— Begin Source material —
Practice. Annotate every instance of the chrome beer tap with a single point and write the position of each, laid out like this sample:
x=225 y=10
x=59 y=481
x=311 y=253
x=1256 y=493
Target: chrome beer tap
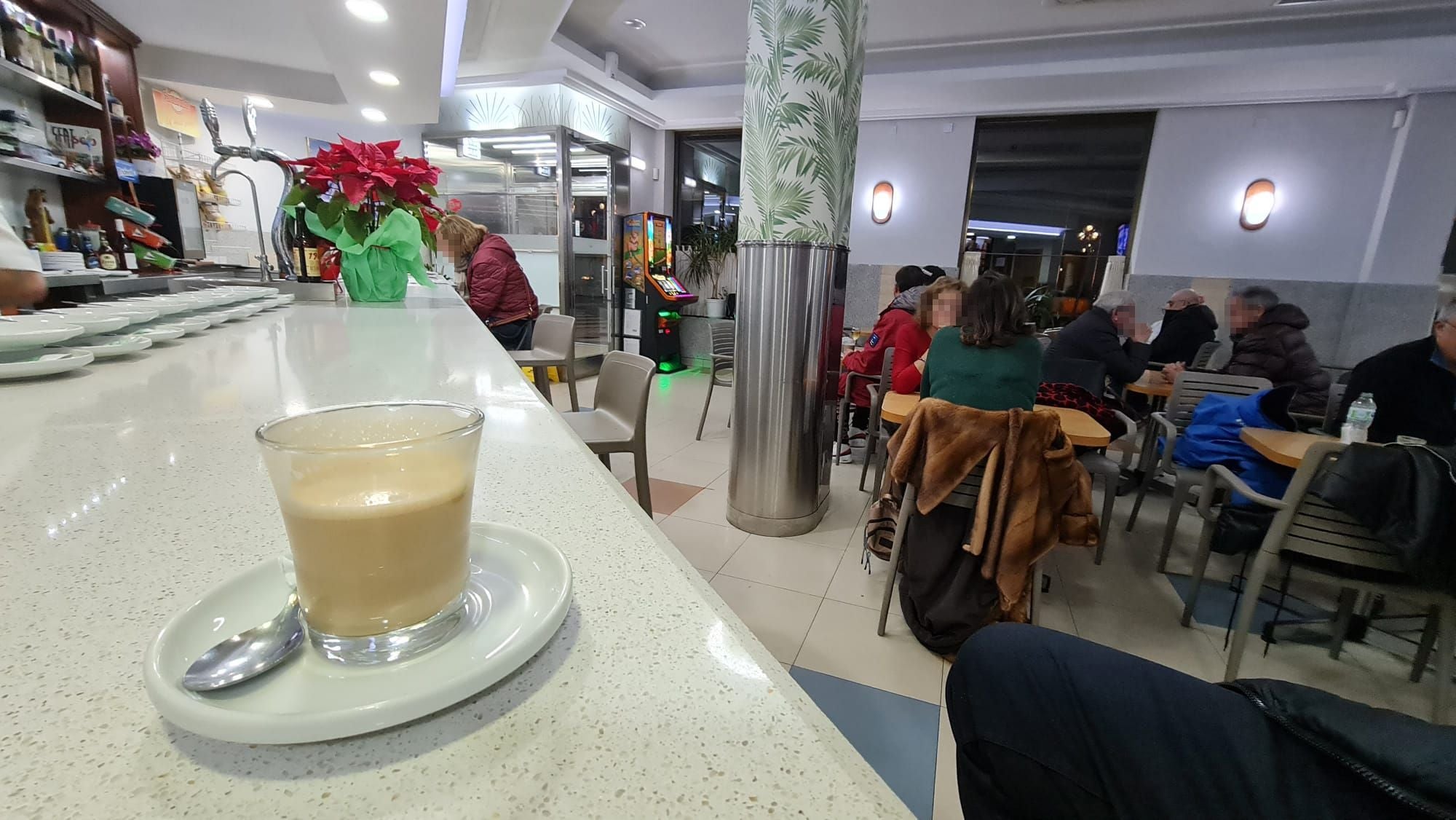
x=257 y=155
— End Source material —
Exercise prompt: Copy the material above character for character, leaving out the picture.

Solution to this exercise:
Practice. Annotate every instance of the chrome beer tap with a single point and write the position of each, laid out like this sample:
x=225 y=10
x=59 y=481
x=311 y=253
x=1256 y=493
Target: chrome beer tap
x=257 y=155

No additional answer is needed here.